> [Selected passage]
============================================================

The RT System itself - Status changed from 'new' to 'open'

@p5pRT
Copy link
Author

p5pRT commented Jul 10, 2005

From @iabyn

On Fri, Jul 08, 2005 at 10​:10​:56AM -0000, Michael G Schwern via RT wrote​:

I am unable to replicate this problem with either 5.8.1, 5.8.6 or
bleadperl@​24148. I don't have a 5.8.3 handy to try.

I can​:

  #!/usr/bin/perl
  mkdir 'x', 0777;
  open F, '>x/f1';
  open F, '>x/f2';
  open F, '>x/f3';
  use File​::Find;
  $File​::Find​::dont_use_nlink = $ARGV[0];
  find sub { printf "%s %s\n", -f _ ? 'file' : 'notf', $File​::Find​::name }, 'x';
  system 'rm -r x';

which gives​:

  $ ./perl -Ilib /tmp/p1 0
  notf x
  notf x/f2
  notf x/f3
  notf x/f1
  $ ./perl -Ilib /tmp/p1 1
  notf x
  file x/f2
  file x/f3
  file x/f1

Its a problem as far back as 5.003_22 at least.

Basically, when it does the 'nlink check' shortcut on a directory to
determine whether the dir only contains files and no subdirs, it doesn't
bother lstating the individual entries in the dir to determine whether
they're a file or a subdir.

So we either fix the docs, as suggested, or fix the code to stat *every*
entry before calling the wanted function. The latter would defeat the
purpose of the optimisation, so I vote for the former.

--
"But Sidley Park is already a picture, and a most amiable picture too.
The slopes are green and gentle. The trees are companionably grouped at
intervals that show them to advantage. The rill is a serpentine ribbon
unwound from the lake peaceably contained by meadows on which the right
amount of sheep are tastefully arranged." -- Lady Croom - Arcadia

@p5pRT
Copy link
Author

p5pRT commented Jul 11, 2005

From @schwern

I still can't reproduce this on OS X.

On Sun, Jul 10, 2005 at 07​:31​:02PM +0100, Dave Mitchell wrote​:

So we either fix the docs, as suggested, or fix the code to stat *every*
entry before calling the wanted function. The latter would defeat the
purpose of the optimisation, so I vote for the former.

I'd be interested to see, given how much work File​::Find does anyway,
just how much a performance hit fixing this would be.

--
Michael G Schwern schwern@​pobox.com http​://www.pobox.com/~schwern
Ahh email, my old friend. Do you know that revenge is a dish that is best
served cold? And it is very cold on the Internet!

============================================================

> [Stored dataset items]
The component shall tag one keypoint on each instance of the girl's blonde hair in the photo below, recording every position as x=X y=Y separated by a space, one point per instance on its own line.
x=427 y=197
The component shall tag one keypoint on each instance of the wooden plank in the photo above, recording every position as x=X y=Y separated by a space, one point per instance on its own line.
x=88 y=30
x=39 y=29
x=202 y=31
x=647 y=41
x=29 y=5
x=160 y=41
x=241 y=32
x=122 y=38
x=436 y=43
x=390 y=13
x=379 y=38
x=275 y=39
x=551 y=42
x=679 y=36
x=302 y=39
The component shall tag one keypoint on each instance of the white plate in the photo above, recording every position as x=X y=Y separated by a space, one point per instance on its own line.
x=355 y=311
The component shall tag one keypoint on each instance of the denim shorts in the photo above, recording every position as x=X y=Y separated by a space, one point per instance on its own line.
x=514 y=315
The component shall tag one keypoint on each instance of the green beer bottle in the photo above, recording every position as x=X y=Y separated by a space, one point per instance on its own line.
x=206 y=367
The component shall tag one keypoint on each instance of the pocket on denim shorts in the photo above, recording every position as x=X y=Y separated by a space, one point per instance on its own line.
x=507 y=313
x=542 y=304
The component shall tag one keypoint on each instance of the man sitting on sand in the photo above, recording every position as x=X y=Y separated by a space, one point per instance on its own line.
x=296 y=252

============================================================

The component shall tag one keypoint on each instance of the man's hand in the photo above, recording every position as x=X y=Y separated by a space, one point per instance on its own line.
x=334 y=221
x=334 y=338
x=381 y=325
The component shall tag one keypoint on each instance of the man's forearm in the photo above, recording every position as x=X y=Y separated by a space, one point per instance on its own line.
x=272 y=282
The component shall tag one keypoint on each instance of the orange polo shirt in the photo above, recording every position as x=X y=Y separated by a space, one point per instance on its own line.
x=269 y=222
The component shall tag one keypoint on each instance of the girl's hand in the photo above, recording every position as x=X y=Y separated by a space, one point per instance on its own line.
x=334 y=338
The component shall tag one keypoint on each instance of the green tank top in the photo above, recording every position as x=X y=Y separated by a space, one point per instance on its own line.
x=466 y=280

============================================================

> [Tasks to carry out]
- a) According to the File::Find thread, how far back in Perl's versions does the problem go?
- b) Write the next part of the File::Find thread, picking up after its final line.
The stored dataset items play no part in what is asked here.

> [The results]
- a) It goes back at least as far as 5.003_22.

- b)
@p5pRT
Copy link
Author

p5pRT commented Jul 17, 2005

From @iabyn

On Mon, Jul 11, 2005 at 12​:35​:36AM -0700, Michael G Schwern wrote​:

I still can't reproduce this on OS X.

I guess the filesystem you have doesn't have the nlinks > 2 property

On Sun, Jul 10, 2005 at 07​:31​:02PM +0100, Dave Mitchell wrote​:

So we either fix the docs, as suggested, or fix the code to stat *every*
entry before calling the wanted function. The latter would defeat the
purpose of the optimisation, so I vote for the former.

I'd be interested to see, given how much work File​::Find does anyway,
just how much a performance hit fixing this would be.

It makes a huge difference on my laptop (slow disk)​:

  use File​::Find;
  $File​::Find​::dont_use_nlink = $ARGV[0];

  my $count=0;
  find(sub { $count++ }, '/usr');
  print "count=$count\n";

running this the first time with arg0 = 0 took about 3 minutes; rerunning
it takes about 10 secs because all the directory reads are cached by the
OS.

Susequently running with arg0 = 1 (bearing in mind that the directories
are still cached) takes about 6 minutes on both the first and subsequent
runs, presumably because my laptop hasn't got enough free ram to cache
all 300K inodes that have to be read under /usr.

CPU usage is almost zero; the code is completely IO bound.

Perhaps the best approrach would be to document that an lstat is no longer
guaranteed, but add a new option to the find() options hash, 'lstat',
that if true, reinstates the guarantee.

--
Now is the discount of our winter tent
  -- sign seen outside camping shop

@p5pRT
Copy link
Author

p5pRT commented Jul 17, 2005

From @schwern

On Sun, Jul 17, 2005 at 06​:42​:40PM +0100, Dave Mitchell wrote​:

Perhaps the best approrach would be to document that an lstat is no longer
guaranteed, but add a new option to the find() options hash, 'lstat',
that if true, reinstates the guarantee.

Sounds good to me. Seems like a waste to guarantee it if you're not going
to use it anyway.

--
Michael G Schwern schwern@​pobox.com http​://www.pobox.com/~schwern
Reality is that which, when you stop believing in it, doesn't go away.
  -- Phillip K. Dick

@p5pRT
Copy link
Author

p5pRT commented Nov 10, 2005

From @rgs

jms@​mathras.comcast.net (via RT) wrote​:

The use of lstat() is not guaranteed in File​::Find, contrary
to its documentation.

FAQ 3.4​: How do I find which modules are installed on my system?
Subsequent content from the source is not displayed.